• EXERCISE: Reproduce the records verbatim, starting at the line that contains "Where can the man's ear" and ending with the final line of the records. Omit the pictures.

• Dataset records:
* * * * * * * * *

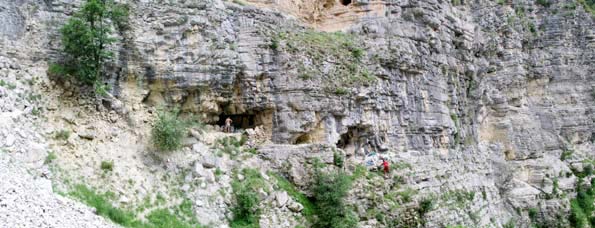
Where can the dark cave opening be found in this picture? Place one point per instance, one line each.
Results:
(345, 2)
(239, 121)
(345, 140)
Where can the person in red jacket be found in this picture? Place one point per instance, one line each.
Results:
(385, 166)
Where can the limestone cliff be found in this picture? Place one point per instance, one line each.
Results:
(480, 98)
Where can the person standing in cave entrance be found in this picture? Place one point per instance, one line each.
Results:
(228, 122)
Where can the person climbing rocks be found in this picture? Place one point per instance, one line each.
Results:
(385, 166)
(228, 122)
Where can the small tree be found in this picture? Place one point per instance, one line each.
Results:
(168, 131)
(86, 38)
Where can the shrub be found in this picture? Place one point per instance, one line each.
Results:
(160, 218)
(169, 129)
(309, 208)
(62, 135)
(533, 214)
(246, 212)
(164, 218)
(544, 3)
(329, 190)
(107, 166)
(103, 207)
(50, 158)
(338, 159)
(86, 38)
(565, 154)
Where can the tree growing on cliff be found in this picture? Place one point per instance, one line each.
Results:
(86, 39)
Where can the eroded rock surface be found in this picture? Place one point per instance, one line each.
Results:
(476, 97)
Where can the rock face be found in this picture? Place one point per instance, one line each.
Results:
(477, 97)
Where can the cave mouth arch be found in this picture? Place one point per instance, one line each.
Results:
(239, 121)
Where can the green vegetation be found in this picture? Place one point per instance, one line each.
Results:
(50, 157)
(581, 207)
(341, 91)
(309, 208)
(338, 159)
(246, 211)
(425, 206)
(107, 166)
(86, 39)
(329, 191)
(169, 129)
(230, 145)
(62, 135)
(160, 218)
(533, 212)
(510, 224)
(163, 218)
(336, 56)
(589, 5)
(544, 3)
(458, 198)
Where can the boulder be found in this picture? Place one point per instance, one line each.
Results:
(295, 206)
(281, 198)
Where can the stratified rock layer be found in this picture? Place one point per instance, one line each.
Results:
(477, 97)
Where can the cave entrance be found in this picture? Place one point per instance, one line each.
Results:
(239, 121)
(350, 140)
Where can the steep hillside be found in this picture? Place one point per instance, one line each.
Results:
(483, 108)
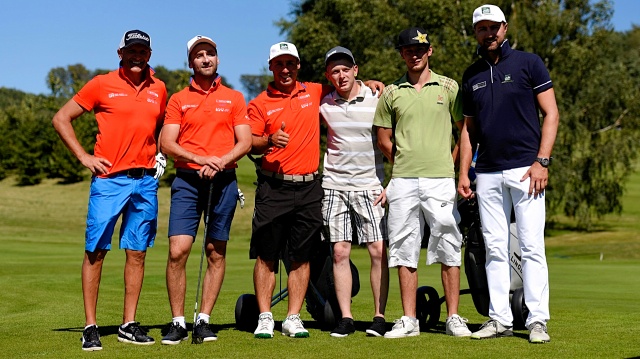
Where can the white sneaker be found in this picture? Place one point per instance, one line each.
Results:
(492, 329)
(292, 326)
(404, 327)
(456, 326)
(265, 326)
(538, 333)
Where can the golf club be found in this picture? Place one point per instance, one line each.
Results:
(195, 340)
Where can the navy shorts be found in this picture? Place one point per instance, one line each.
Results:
(136, 199)
(287, 215)
(189, 198)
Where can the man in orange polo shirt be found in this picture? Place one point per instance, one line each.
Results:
(288, 213)
(206, 131)
(129, 106)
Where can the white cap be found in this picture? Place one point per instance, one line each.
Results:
(283, 48)
(199, 39)
(488, 12)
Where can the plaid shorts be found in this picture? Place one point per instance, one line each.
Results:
(345, 213)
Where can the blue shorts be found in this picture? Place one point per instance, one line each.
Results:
(189, 198)
(136, 199)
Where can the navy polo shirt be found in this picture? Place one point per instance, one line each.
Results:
(502, 99)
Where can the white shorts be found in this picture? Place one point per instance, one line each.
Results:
(346, 211)
(414, 202)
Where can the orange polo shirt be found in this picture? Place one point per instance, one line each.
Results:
(207, 120)
(127, 118)
(299, 111)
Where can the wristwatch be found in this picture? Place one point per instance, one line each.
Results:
(544, 161)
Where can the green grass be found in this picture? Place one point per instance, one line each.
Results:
(594, 303)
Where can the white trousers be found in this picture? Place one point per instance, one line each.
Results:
(497, 192)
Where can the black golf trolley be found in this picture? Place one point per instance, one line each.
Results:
(428, 302)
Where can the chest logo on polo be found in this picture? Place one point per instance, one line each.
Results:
(479, 85)
(270, 112)
(305, 100)
(223, 105)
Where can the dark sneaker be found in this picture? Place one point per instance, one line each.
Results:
(91, 339)
(344, 328)
(203, 333)
(175, 335)
(378, 327)
(133, 334)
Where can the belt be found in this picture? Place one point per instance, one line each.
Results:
(190, 171)
(137, 172)
(291, 178)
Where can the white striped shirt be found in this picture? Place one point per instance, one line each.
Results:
(353, 161)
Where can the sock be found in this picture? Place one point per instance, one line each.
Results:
(180, 321)
(204, 317)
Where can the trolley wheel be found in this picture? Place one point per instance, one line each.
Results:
(519, 309)
(247, 312)
(427, 307)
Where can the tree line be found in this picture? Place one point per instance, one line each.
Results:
(595, 70)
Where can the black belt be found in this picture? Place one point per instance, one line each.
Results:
(190, 171)
(137, 172)
(291, 178)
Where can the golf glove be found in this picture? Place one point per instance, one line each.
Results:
(241, 198)
(161, 164)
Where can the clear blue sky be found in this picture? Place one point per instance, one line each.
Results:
(38, 35)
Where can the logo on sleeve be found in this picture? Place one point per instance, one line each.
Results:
(479, 85)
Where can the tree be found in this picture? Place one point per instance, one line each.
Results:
(596, 86)
(254, 84)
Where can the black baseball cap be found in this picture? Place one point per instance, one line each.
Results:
(135, 37)
(413, 36)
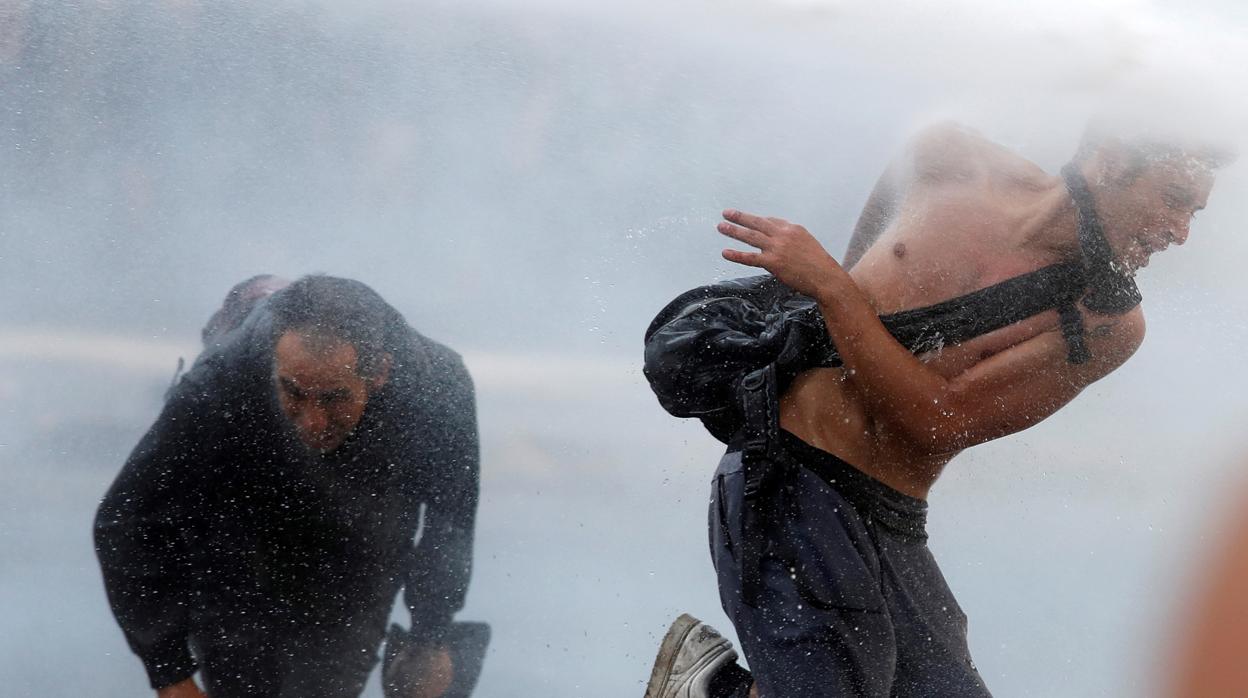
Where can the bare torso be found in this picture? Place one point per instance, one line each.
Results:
(965, 220)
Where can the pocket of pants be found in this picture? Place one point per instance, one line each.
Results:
(829, 557)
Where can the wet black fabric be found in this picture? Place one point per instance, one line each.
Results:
(222, 523)
(853, 602)
(288, 659)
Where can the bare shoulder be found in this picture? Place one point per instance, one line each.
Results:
(1115, 339)
(952, 151)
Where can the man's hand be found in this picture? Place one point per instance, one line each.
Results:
(786, 250)
(419, 672)
(185, 688)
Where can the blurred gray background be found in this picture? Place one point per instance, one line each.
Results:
(529, 182)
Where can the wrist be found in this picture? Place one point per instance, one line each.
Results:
(836, 291)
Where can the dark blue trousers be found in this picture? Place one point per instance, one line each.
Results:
(851, 601)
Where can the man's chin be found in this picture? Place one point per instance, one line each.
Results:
(321, 446)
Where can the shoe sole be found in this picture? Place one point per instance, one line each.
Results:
(668, 649)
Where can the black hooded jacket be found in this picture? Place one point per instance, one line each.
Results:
(221, 517)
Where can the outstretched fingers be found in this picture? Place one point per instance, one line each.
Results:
(743, 234)
(748, 259)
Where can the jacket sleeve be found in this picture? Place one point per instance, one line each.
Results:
(704, 342)
(441, 565)
(140, 532)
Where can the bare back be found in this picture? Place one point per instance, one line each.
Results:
(962, 217)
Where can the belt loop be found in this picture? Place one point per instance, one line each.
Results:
(760, 432)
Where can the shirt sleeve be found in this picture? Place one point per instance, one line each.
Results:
(141, 530)
(441, 566)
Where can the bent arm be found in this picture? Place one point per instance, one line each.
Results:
(140, 532)
(441, 566)
(999, 396)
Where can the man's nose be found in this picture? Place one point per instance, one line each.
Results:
(1178, 234)
(313, 420)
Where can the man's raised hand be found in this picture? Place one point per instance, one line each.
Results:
(786, 250)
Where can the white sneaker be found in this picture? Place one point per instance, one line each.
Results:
(690, 653)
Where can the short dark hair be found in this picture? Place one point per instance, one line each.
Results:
(1145, 147)
(342, 309)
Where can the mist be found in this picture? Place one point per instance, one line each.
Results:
(529, 184)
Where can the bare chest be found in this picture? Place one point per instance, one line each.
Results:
(940, 250)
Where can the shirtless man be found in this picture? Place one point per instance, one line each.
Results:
(823, 561)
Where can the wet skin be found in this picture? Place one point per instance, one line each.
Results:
(966, 214)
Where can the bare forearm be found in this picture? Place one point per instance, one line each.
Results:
(896, 385)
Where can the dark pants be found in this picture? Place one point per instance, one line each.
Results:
(262, 657)
(851, 601)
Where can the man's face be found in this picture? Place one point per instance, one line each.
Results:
(318, 388)
(1153, 210)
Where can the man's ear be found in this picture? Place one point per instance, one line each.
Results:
(383, 366)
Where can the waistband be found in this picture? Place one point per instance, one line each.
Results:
(899, 512)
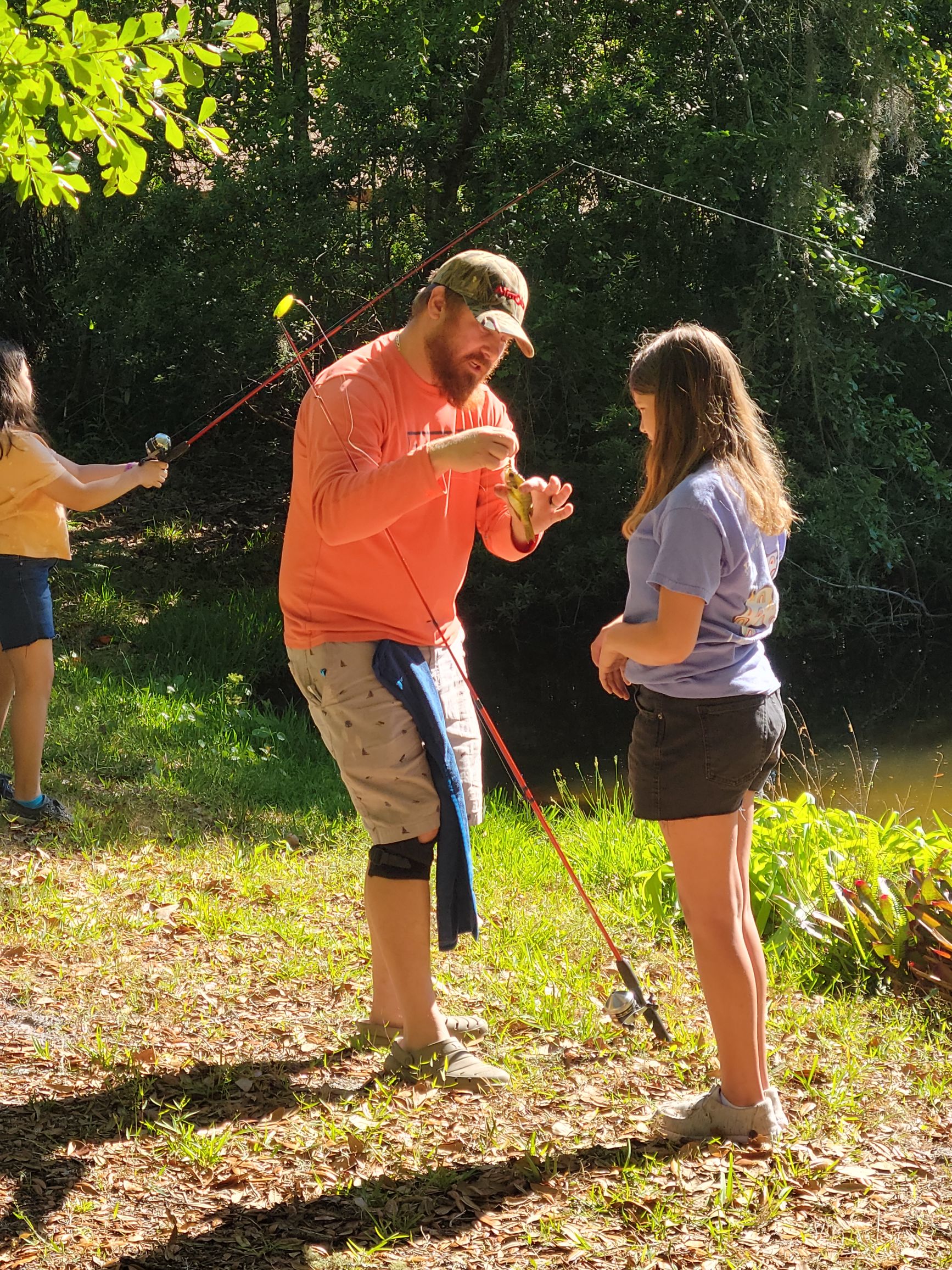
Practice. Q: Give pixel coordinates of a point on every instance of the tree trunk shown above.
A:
(491, 80)
(298, 68)
(275, 41)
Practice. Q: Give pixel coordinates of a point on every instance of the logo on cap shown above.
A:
(511, 295)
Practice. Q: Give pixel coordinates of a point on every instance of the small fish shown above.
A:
(519, 499)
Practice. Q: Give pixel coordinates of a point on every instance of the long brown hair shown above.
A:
(704, 412)
(17, 408)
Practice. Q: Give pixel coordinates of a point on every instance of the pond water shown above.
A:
(870, 726)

* * * * * * * * *

• SOLUTION TO THIS TASK:
Where can the man's ear be found in this picture? Place one point per instance, one line each.
Results:
(383, 366)
Where can the waistband be found in this picture? Place one point per instance, one line each.
Results:
(899, 512)
Practice. Q: Give pixel coordinates of a point on every instance of the tree trunk shown above.
A:
(491, 80)
(298, 68)
(275, 41)
Practice. Q: Give pixel coordinates of a point on every instance of the logo on cap shown above.
A:
(511, 295)
Practice. Q: Give pixel coordinates of a point on every instance of the small fish shown above.
A:
(519, 499)
Practice. Q: Give pixel coordinates of a point on every instance of the long brown hair shown above.
A:
(704, 412)
(17, 408)
Practice. Q: Give pixel coordinates of a point on every instance of the pond water shown above.
A:
(870, 726)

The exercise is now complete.